__WORK ITEM__:
Restate word for word only the lines running from the one with "The endpoint marks every instance of the bride" to the end of the data, both ends included. Omit any pictures.

----

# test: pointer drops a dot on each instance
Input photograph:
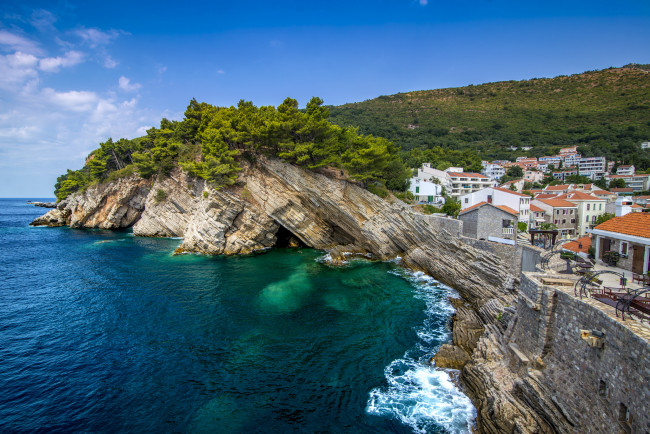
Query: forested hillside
(210, 141)
(604, 112)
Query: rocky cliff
(274, 202)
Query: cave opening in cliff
(286, 238)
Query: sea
(102, 331)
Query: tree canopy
(209, 142)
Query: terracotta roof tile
(534, 208)
(507, 209)
(558, 203)
(474, 206)
(510, 191)
(557, 187)
(636, 224)
(574, 246)
(578, 196)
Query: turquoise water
(102, 331)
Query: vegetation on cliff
(606, 113)
(209, 142)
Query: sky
(75, 73)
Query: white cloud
(18, 43)
(95, 37)
(109, 62)
(126, 85)
(53, 64)
(43, 20)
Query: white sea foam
(422, 396)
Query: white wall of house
(517, 202)
(425, 191)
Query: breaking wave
(418, 394)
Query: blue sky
(74, 73)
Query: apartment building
(635, 182)
(588, 206)
(626, 170)
(592, 167)
(455, 181)
(500, 196)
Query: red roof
(546, 196)
(534, 208)
(574, 246)
(635, 224)
(474, 206)
(510, 191)
(557, 187)
(467, 175)
(559, 203)
(507, 209)
(579, 196)
(501, 207)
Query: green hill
(604, 112)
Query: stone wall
(594, 388)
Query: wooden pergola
(535, 232)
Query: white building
(533, 176)
(592, 167)
(571, 160)
(493, 171)
(635, 182)
(455, 181)
(500, 196)
(425, 191)
(589, 207)
(625, 170)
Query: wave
(419, 395)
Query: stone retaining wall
(599, 389)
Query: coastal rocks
(53, 218)
(451, 356)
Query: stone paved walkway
(612, 281)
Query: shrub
(160, 196)
(378, 190)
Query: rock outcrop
(274, 200)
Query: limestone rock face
(111, 205)
(326, 213)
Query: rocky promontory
(275, 204)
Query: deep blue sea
(101, 331)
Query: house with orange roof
(487, 221)
(629, 236)
(500, 196)
(561, 213)
(589, 207)
(537, 216)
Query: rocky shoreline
(275, 203)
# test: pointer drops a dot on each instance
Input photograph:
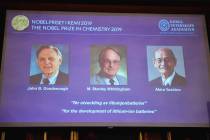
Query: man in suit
(165, 61)
(109, 62)
(49, 59)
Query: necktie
(111, 82)
(46, 81)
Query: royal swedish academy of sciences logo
(164, 25)
(20, 22)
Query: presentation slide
(104, 69)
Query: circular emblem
(20, 22)
(164, 25)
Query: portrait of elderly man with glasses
(165, 62)
(109, 60)
(49, 60)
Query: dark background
(119, 6)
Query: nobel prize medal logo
(20, 22)
(164, 25)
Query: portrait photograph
(49, 64)
(166, 66)
(108, 65)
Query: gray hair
(49, 47)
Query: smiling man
(109, 62)
(165, 61)
(49, 59)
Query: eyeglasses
(115, 62)
(166, 60)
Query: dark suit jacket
(177, 81)
(62, 79)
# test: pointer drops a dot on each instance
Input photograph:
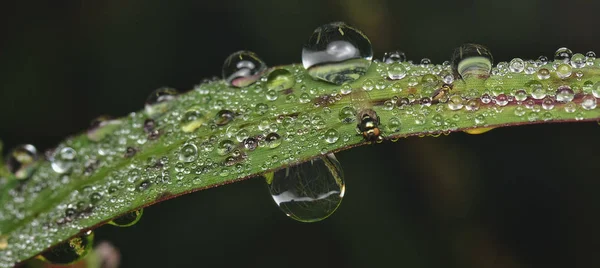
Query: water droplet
(224, 117)
(158, 101)
(396, 71)
(578, 60)
(331, 135)
(273, 140)
(63, 161)
(242, 68)
(310, 191)
(563, 71)
(337, 53)
(128, 219)
(280, 79)
(563, 54)
(588, 102)
(394, 56)
(188, 153)
(564, 94)
(21, 161)
(472, 60)
(69, 251)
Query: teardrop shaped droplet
(337, 53)
(243, 68)
(21, 161)
(310, 191)
(280, 79)
(472, 60)
(158, 101)
(127, 219)
(70, 251)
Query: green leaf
(127, 164)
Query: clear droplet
(188, 153)
(127, 219)
(69, 251)
(310, 191)
(394, 56)
(243, 68)
(280, 79)
(63, 161)
(337, 53)
(158, 101)
(21, 161)
(396, 71)
(472, 60)
(563, 54)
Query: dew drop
(394, 56)
(472, 60)
(310, 191)
(21, 161)
(158, 101)
(242, 68)
(337, 53)
(280, 79)
(563, 54)
(69, 251)
(63, 161)
(127, 219)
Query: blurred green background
(513, 197)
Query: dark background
(513, 197)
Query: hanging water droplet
(273, 140)
(516, 65)
(280, 79)
(588, 102)
(472, 60)
(69, 251)
(224, 117)
(394, 56)
(563, 54)
(158, 101)
(21, 161)
(188, 153)
(337, 53)
(63, 161)
(563, 71)
(242, 68)
(310, 191)
(127, 219)
(396, 71)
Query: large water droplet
(310, 191)
(242, 68)
(63, 161)
(472, 60)
(21, 161)
(337, 53)
(69, 251)
(280, 79)
(128, 219)
(158, 101)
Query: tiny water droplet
(337, 53)
(127, 219)
(310, 191)
(21, 161)
(280, 79)
(394, 56)
(69, 251)
(472, 60)
(563, 54)
(63, 161)
(242, 68)
(158, 101)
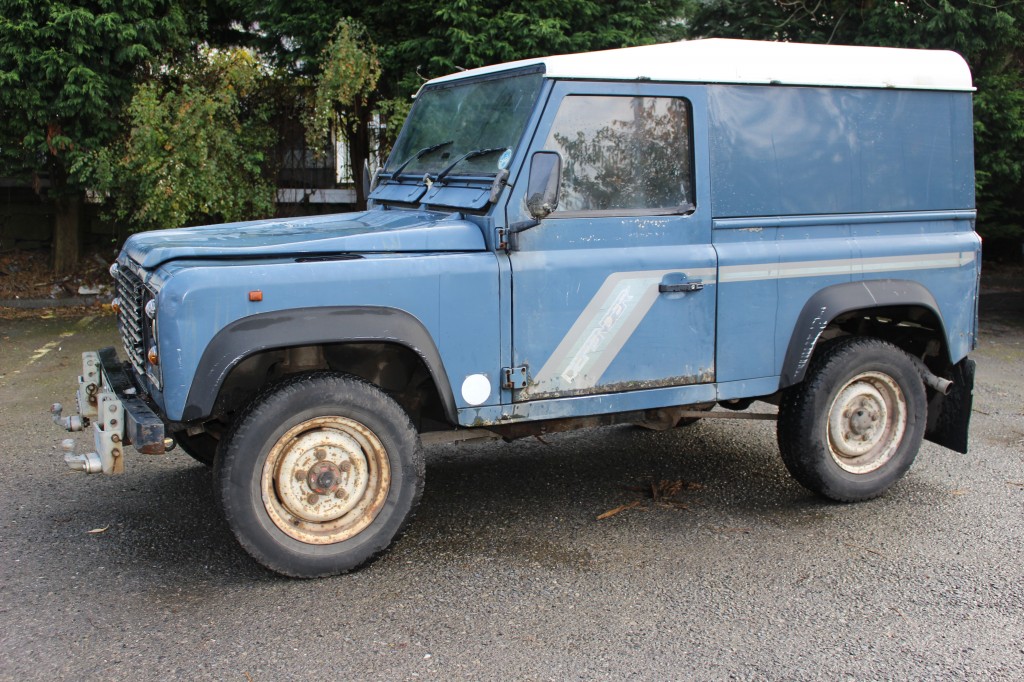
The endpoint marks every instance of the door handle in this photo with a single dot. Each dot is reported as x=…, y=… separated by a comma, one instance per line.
x=681, y=288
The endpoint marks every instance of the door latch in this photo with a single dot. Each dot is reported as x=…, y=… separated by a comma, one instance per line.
x=515, y=377
x=681, y=288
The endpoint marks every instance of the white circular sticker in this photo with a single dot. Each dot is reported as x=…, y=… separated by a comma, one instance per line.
x=476, y=389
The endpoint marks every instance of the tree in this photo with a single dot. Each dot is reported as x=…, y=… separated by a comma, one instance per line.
x=990, y=36
x=349, y=71
x=196, y=146
x=420, y=39
x=67, y=71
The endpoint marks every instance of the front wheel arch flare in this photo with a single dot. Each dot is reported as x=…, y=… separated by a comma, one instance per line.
x=310, y=327
x=318, y=474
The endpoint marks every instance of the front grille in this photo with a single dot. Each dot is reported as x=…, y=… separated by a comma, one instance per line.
x=131, y=292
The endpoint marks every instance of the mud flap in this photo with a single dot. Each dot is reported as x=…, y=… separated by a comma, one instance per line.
x=949, y=416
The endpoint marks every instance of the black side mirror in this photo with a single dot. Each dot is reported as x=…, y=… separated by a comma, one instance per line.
x=545, y=180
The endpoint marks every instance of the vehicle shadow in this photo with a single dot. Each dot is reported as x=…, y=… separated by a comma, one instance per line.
x=532, y=501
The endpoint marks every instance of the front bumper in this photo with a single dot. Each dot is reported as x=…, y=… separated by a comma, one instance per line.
x=109, y=399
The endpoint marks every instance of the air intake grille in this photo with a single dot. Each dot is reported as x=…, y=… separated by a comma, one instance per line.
x=130, y=317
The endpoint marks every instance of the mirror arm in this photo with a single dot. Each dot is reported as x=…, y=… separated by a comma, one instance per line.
x=511, y=241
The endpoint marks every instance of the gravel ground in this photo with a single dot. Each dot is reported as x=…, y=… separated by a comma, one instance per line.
x=508, y=573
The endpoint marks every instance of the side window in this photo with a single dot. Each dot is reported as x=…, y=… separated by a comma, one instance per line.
x=624, y=155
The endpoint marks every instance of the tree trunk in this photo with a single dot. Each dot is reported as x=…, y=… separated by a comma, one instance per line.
x=65, y=247
x=66, y=242
x=358, y=150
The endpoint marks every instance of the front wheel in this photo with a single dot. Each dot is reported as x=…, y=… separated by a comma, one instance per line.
x=320, y=474
x=854, y=426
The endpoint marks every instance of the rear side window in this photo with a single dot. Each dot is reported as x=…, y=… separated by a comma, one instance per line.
x=624, y=155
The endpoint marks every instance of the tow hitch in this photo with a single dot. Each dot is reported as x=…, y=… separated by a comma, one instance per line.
x=109, y=402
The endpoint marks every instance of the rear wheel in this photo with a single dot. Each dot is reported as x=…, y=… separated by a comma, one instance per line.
x=320, y=474
x=854, y=426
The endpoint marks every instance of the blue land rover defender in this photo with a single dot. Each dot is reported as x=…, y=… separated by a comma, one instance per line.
x=633, y=236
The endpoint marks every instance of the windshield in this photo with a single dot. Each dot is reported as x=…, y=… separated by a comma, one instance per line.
x=473, y=121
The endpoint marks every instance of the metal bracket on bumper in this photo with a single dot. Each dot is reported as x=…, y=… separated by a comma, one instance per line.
x=108, y=398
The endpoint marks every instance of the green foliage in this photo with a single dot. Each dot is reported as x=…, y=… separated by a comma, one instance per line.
x=637, y=161
x=196, y=151
x=990, y=36
x=67, y=69
x=348, y=77
x=420, y=39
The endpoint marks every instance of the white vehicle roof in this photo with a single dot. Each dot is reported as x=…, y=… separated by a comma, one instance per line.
x=723, y=60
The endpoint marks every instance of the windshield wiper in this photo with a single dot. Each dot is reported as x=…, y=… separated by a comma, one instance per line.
x=425, y=151
x=469, y=155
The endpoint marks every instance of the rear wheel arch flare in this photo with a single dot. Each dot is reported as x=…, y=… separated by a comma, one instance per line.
x=832, y=302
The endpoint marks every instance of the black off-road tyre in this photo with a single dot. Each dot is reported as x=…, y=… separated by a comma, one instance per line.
x=855, y=424
x=318, y=474
x=202, y=448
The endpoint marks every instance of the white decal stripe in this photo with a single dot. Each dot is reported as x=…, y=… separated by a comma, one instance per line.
x=603, y=328
x=625, y=298
x=810, y=268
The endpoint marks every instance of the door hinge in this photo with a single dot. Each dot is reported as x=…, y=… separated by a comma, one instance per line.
x=515, y=377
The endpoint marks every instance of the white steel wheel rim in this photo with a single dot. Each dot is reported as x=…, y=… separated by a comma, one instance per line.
x=866, y=422
x=326, y=480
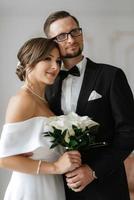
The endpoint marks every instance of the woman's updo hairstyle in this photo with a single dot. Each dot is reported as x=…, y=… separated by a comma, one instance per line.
x=32, y=52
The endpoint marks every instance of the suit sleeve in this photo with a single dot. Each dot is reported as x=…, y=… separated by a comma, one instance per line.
x=122, y=106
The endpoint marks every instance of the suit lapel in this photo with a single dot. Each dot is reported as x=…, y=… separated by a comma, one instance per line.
x=89, y=82
x=53, y=93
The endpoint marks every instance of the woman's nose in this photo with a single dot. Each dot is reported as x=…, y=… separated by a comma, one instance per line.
x=55, y=66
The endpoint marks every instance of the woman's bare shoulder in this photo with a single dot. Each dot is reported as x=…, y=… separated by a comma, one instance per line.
x=20, y=107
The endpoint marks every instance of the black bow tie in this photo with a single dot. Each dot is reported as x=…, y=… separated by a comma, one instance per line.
x=73, y=71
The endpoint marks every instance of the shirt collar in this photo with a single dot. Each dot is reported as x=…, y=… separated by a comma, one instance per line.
x=81, y=65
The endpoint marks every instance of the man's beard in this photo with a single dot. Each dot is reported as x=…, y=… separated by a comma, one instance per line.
x=73, y=55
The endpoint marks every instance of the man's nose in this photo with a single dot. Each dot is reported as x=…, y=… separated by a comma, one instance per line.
x=70, y=38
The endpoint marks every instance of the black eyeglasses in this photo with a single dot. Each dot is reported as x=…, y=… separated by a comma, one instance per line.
x=64, y=36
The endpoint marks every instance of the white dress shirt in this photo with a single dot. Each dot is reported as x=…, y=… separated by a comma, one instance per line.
x=71, y=87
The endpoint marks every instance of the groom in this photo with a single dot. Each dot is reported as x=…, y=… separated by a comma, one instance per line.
x=102, y=92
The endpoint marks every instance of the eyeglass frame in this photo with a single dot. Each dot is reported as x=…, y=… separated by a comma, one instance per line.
x=66, y=34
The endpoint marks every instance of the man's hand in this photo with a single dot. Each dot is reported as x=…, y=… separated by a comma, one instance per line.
x=79, y=178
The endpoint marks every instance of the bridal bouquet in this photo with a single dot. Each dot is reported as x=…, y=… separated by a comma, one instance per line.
x=72, y=132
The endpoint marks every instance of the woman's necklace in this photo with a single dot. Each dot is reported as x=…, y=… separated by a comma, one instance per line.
x=34, y=93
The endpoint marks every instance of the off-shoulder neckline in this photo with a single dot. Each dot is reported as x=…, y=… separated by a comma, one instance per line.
x=27, y=120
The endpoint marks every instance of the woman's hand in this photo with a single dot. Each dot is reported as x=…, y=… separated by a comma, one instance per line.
x=69, y=161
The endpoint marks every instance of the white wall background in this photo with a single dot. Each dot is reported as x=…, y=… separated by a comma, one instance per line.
x=108, y=29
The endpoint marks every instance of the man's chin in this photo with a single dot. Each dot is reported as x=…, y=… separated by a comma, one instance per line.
x=72, y=55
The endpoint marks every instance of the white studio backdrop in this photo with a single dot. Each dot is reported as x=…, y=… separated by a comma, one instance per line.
x=108, y=28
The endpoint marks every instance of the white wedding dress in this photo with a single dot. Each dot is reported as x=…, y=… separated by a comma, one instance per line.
x=23, y=137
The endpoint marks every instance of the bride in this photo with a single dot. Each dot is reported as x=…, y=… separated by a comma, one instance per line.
x=37, y=169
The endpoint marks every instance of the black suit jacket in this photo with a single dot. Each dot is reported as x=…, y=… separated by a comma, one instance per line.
x=115, y=113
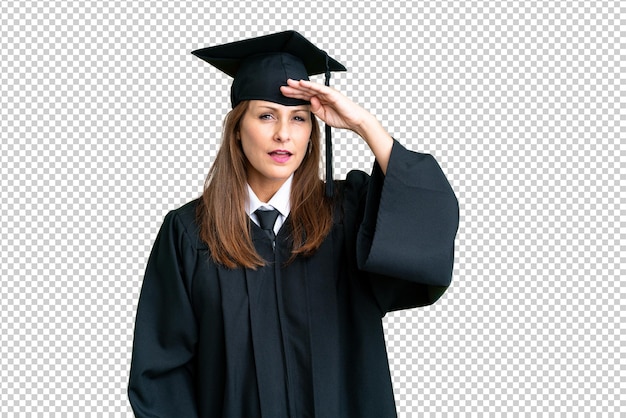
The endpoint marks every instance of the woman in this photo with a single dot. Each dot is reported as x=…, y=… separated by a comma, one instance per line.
x=265, y=296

----

__EXERCISE RESULT__:
The endpoint marks every instance of the bride in this photo with a single dot. Each dot is reported as x=…, y=… separated by a comma, one instance per line.
x=37, y=169
The endpoint marks every instance of the black suit jacket in this photo with a single dot. Each dot is reported as x=…, y=… separated by a comma, one instance per line.
x=115, y=113
The endpoint marks every instance of the woman in this photo with a single dot. Each dot is reported as x=…, y=… separated by a comma, one instance per line.
x=265, y=296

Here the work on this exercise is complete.